EXCERPT TO READ —
* start *

The fine artist wannabe in me asserts that, as a rule of thumb, flowers are just too nice, too darned pretty to be the subject of Real Art.
Real Art needs grit. It needs to be problematic. It needs tension. Something has to be askew. But flowers, by their very nature, fail the tension test. They never seem troubled to me, or even ruffled.
Whenever I find myself face-to-face with a flower, be it a hot house orchid or a forget-me-not growing in the crack in the pavement by our mailbox, I am beguiled by its perfection. By its completeness.
I Can’t Take My Eyes Off Those Flowers
I can’t take my eyes off the thing.
There is something about a forsythia blossom, a four o’clock in bloom or a morning glory, that reckons on being looked at. Just as fragrance is meant to be breathed, and texture fingered, so is a flower meant to capture the eye. A bee’s eye. A hummingbird’s eye. Your eyes and mine.
So, indulge me please. Here’s yet another post about flowers (from the 2013 Bouquets to Art exhibition at the M.H. de Young Memorial Museum in San Francisco) and their attendant leaves and twigs and seed pods . . . I can’t help myself. I’ll probably be doing another flower post before long. Stay with me.

* end *

LISTED ENTRIES —
* start *

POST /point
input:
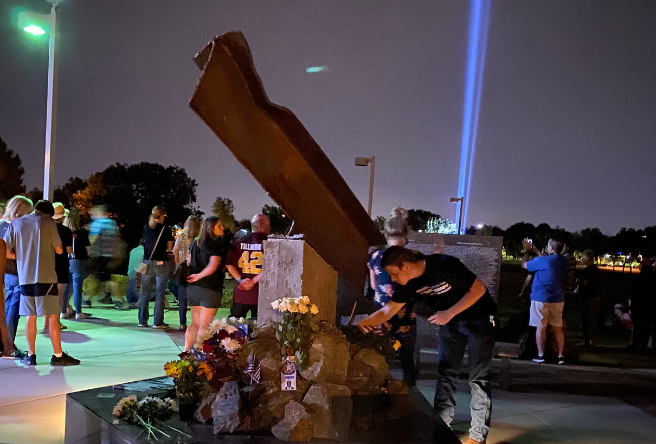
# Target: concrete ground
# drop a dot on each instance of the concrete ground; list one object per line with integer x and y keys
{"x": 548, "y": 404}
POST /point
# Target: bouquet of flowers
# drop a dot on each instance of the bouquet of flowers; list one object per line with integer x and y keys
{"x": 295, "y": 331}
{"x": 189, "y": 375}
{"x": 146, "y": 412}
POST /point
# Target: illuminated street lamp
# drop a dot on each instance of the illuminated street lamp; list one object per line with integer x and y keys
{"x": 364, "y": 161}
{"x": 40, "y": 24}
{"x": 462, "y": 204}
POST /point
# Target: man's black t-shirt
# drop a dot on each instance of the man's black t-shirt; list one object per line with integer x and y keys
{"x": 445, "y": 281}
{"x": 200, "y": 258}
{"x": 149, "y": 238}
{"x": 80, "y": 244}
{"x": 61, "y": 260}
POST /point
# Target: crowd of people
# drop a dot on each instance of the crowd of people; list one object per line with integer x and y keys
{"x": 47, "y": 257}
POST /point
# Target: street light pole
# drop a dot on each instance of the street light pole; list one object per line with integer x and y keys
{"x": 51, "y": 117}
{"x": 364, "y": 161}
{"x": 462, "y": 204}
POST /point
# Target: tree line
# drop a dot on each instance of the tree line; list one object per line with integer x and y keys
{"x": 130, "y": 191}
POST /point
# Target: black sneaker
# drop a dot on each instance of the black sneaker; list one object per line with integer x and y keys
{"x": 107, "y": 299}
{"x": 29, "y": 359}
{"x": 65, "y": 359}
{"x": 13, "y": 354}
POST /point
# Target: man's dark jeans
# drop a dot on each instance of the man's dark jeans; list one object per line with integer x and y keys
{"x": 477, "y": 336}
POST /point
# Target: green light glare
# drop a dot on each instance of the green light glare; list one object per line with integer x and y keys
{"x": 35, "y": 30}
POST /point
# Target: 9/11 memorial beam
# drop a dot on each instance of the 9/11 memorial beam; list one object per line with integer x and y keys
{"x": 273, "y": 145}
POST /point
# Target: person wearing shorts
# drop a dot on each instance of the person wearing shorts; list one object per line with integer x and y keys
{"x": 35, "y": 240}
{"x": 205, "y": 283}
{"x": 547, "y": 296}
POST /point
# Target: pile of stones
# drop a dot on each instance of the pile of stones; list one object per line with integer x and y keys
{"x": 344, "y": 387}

* end *
* start *

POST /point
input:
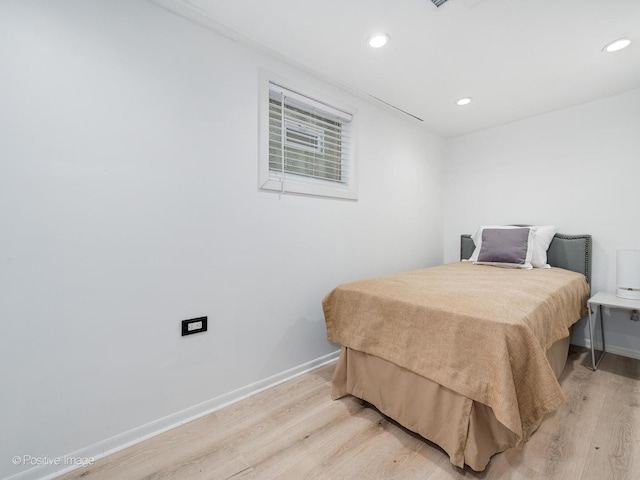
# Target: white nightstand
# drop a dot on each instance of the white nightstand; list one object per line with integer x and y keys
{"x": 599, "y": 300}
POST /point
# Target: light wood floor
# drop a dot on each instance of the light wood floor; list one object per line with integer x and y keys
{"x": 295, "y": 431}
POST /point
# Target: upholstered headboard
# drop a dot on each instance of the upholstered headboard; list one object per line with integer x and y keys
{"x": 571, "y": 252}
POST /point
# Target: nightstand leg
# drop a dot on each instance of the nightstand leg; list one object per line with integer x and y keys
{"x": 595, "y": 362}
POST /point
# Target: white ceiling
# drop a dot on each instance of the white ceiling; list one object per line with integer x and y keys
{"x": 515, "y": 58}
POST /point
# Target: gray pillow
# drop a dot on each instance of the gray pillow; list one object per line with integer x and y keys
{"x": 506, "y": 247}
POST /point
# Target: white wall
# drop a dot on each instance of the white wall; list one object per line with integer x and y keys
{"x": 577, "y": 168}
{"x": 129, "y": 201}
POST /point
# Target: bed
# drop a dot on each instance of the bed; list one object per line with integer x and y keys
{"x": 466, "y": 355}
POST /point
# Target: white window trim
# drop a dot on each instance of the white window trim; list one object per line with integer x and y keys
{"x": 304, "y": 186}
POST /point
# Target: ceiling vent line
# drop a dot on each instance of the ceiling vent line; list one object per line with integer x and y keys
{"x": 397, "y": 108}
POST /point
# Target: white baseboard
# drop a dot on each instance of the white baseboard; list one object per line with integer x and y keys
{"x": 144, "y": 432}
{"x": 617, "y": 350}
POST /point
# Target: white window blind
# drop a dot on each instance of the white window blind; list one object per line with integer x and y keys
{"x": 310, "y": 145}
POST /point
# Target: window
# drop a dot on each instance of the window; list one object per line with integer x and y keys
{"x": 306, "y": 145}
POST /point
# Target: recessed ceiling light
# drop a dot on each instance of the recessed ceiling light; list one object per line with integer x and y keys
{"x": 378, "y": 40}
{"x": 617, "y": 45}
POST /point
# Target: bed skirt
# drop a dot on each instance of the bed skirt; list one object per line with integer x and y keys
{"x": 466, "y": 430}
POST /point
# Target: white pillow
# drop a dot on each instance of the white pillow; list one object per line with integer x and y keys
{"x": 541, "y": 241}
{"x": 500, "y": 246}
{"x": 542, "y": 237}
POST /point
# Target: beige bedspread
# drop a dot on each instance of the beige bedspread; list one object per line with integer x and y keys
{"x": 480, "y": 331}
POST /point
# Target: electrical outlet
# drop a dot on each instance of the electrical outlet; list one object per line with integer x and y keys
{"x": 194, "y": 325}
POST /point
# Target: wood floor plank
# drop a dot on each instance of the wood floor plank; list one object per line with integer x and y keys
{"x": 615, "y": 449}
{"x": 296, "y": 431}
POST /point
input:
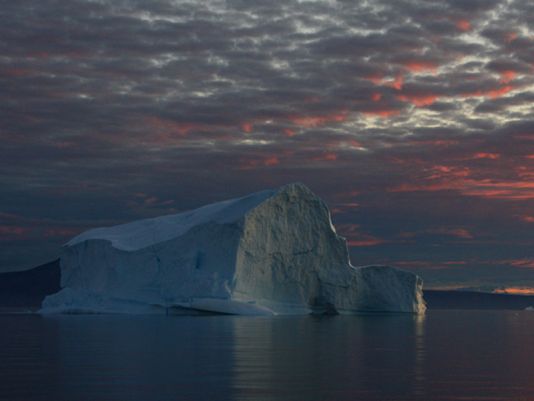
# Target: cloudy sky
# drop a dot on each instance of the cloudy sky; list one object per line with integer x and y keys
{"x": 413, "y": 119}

* end *

PROBLEMS TO SOLVE —
1/ In the flower post, shorten the paragraph beginning "Real Art needs grit" into a bulleted list that keeps its main facts.
2/ Edit the flower post from "There is something" to "eyes and mine.", putting "perfume" in place of "fragrance".

RESPONSES FOR EACH TASK —
1/
- Real Art needs grit, problems and tension, and something has to be askew.
- Flowers, by their very nature, fail this tension test.
- They never seem troubled, or even ruffled, to the writer.

2/
There is something about a forsythia blossom, a four o’clock in bloom or a morning glory, that reckons on being looked at. Just as perfume is meant to be breathed, and texture fingered, so is a flower meant to capture the eye. A bee’s eye. A hummingbird’s eye. Your eyes and mine.